• **Input material**:
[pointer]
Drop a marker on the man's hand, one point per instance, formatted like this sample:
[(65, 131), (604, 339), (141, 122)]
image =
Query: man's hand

• **Task statement**:
Reproduce every one of the entries above line for line, without changing anything.

• **Result**:
[pointer]
Drop a marker on the man's hand, one point per instance, formatted like this sample:
[(65, 131), (604, 339), (141, 122)]
image =
Query: man's hand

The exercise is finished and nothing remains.